» **Passage shown**:
MLCV #1 | Image Classification

2016-07-02 3. Computer Vision Comments

Introduction

Tasks:
- Image Classification : The task of classifying an image according to its visual content.
- Image Representation : focus on the way to encode visual contents into vectors (embedding, encoding)

1. AlexNet (2012)

Introduction : CNNs have been prohibitively expensive to apply in large scale to high resolution images.
Method : Training on Multiple GPUs

def AlexNet(x):
  out = MP(relu(conv11x11(x)))
  out = MP(relu(conv5x5(out)))
  out = relu(conv3x3(out))
  out = relu(conv3x3(out))
  out = MP(relu(conv3x3(out)))
  out = FC(relu(FC(relu(FC(out)))))
  return out

2. VGG Net (2014)

Introduction : come up with significantly more accurate ConvNet
Method : deeper ConvNet

def VGG16(x):
  out = MP(conv3x3(conv3x3(x)))
  out = MP(conv3x3(conv3x3(out)))
  for i in range(3):
    out = MP(conv3x3(conv3x3(conv3x3(out))))
  out = softmax(FC(FC(FC(out))))
  return out

3. GoogleNet (2015)

Introduction : efficient deeper networks (with fewer params than AlexNet)
Method : inception module(NIN, Bottleneck)

def inception_block(x):
  branch_1x1 = conv1x1(x)
  branch_3x3 = conv3x3(conv1x1(x))
  branch_5x5 = conv5x5(conv1x1(x))
  branch_pool = conv1x1(MP3x3(x,same))
  out = concat([branch_1x1,branch_3x3,branch_5x5,branch_pool])
  return out

4. ResNet (Microsoft, 2015)

Introduction : to solve the degradation problem caused by deeper layer.
Method : Residual Block with shortcut(skip) connection defined as :

$$ \mathbf{x}_{l+1} = \mathbf{x}_l + F(\mathbf{x}_l,{W_i}) $$

def residual_block(x):
  out = relu(bn1(conv3x3(x)))
  out = relu(bn2(conv3x3(out)) + x)
  return out

5. DenseNet (2016)

Introduction : information about the input or gradient can vanish and wash out as CNNs become deep
Method : Dense Connectivity (not sum, just concat)
Result : 77.85% of top-1 accuracy in ImageNet

$$ x_l = H_l([x_0, x_1, … , x_{l-1} ]) $$

$[x_0, x_1, … , x_{l-1}]$ means concatenation of the features-maps produced in previous layers.

def dense_block(x):
  out = conv1x1(relu(bn1(x)))  # Bottleneck for comput. efficiency
  out = conv3x3(relu(bn2(out)))
  out = concat([x, out])
  return out

6. ResNeXt (2016)

Introduction : present a improved architecture that adopts ResNets strategy of repeating layers.
Method : split-transform-merge strategy (cardinality)
Result : 80.9% of top-1 accuracy in ImageNet with 83.6M params

$$ \mathbf{x}_{l+1} = \mathbf{x}l + \sum{i=1}^{cardin} F_i(\mathbf{x}_l) $$

def residual_block(x):
  out = relu(bn1(conv3x3(x, groups=cardinality)))
  out = relu(bn2(conv3x3(out, groups=cardinality)) + x)
  return out

7. ShuffleNet(2017)

Introduction : extremely computation-efficient CNN architecture named ShuffleNet, designed specially for mobile devices with very limited computing power.
Methods : utilizes two new operations, pointwise group convolution and channel shuffle
1. divide the channels in each group into several subgroups
2. feed each group in the next layer with difference subgroup

8. FixResNeXt (2019)

Introduction : Existing augmentations induce a significant discrepancy between the size of the objects seen by the classifier at train and test time.

» **Supplied entries**:
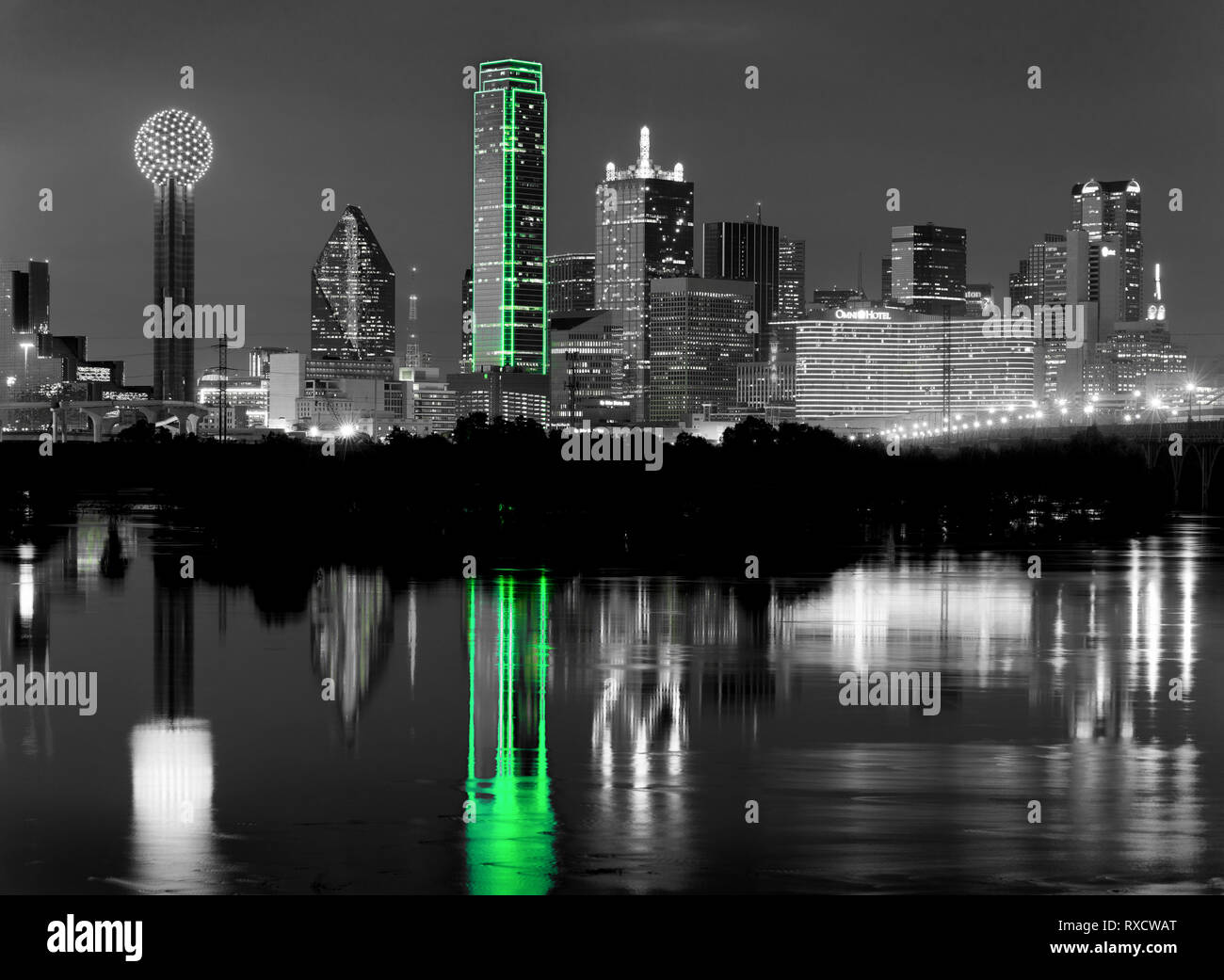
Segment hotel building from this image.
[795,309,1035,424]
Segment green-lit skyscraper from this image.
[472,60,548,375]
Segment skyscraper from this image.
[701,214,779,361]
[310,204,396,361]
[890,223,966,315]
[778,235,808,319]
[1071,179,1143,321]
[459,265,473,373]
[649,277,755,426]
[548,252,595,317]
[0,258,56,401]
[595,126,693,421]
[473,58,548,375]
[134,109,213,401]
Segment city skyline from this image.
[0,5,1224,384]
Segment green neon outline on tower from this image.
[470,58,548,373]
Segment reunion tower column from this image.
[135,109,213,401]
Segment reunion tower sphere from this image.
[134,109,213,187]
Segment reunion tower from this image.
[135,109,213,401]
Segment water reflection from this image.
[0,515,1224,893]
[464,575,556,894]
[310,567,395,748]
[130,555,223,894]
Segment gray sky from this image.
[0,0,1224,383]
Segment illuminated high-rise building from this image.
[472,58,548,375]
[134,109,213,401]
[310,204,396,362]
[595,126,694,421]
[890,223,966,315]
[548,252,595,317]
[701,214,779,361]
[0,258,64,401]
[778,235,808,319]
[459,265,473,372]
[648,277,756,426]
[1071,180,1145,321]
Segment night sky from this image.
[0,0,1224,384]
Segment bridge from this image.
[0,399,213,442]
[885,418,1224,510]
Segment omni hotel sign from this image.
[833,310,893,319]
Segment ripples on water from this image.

» **Problems and tasks**:
**a)** In the image classification notes above, what top-1 accuracy on ImageNet is reported for DenseNet?
**b)** Continue the image classification notes from their last line, keeping the same format.

» **Responses for each task**:
**a)** 77.85%

**b)**
Method : Simple strategy to optimize the classifier performance, that employs different train and test resolution : in face, a lower train resolution improves the classification at test time.
Result : 86.4% of top-1 accuracy in ImageNet with 83.6M params

(L) conventional augmentation method (R) proposed augmentation method

9. ViT : An Image is Worth 16x16 Words (2020, GoogRes)

Introduction :
- Transformer architecture has become the de-facto standard for natural language processing tasks
- In vision, attention is either applied in conjunction with convolutional networks, or used to replace certain components of convolutional networks while keeping their overall structure in place
- We show that this reliance on CNNs is not necessary and a pure transformer applied directly to sequences of image patches can perform very well on image classification tasks.
Methods : applying a standard Transformer directly to images
- Patch Embedding $x_i$ : extracts N non-overlapping image patches, performs a linear projection ($E$, is equivalent to a 2D conv) and then rasterises them into 1D token.
- learnable embedding $z_{cls}$ : an optional learned clasification token (Similar to BERT’s [cls]) is prepended to the sequene of embedded patches
- learnable position embedding $p$ : added to the tokens to retain positional information,
  
  => When you have no idea about how to hand-craft positional encoding for your data
  
  => Let the transformer figure out for itself what it needs as positional embeddings
  
  => simply train the vectors in table of figure at “NLP3 > Transformer > Binarized Indexing”
$$ \mathbf{z} = [z_{cls}, E_{x_1}, E_{x_1}, …, E_{x_1}] + \mathbf{p}
$$
Result:
- When trained on mid-sized datasets such as ImageNet(1.3M) without strong regularization, these models yield modest accuracies of a few percentage points below ResNets of comparable size
- However, the picture changes if the models are trained on larger datasets (JFT-300M, Figure3)

10. VirTex : Learning Visual Representations from Textual Annotations

introduction : revisit supervised pretraining, and seek data-efficient alternatives to classification-based pretraining.
- (1) Semantic density : Captions provide a semantically denser learning signal than unsupervised contrastive methods and supervised classification.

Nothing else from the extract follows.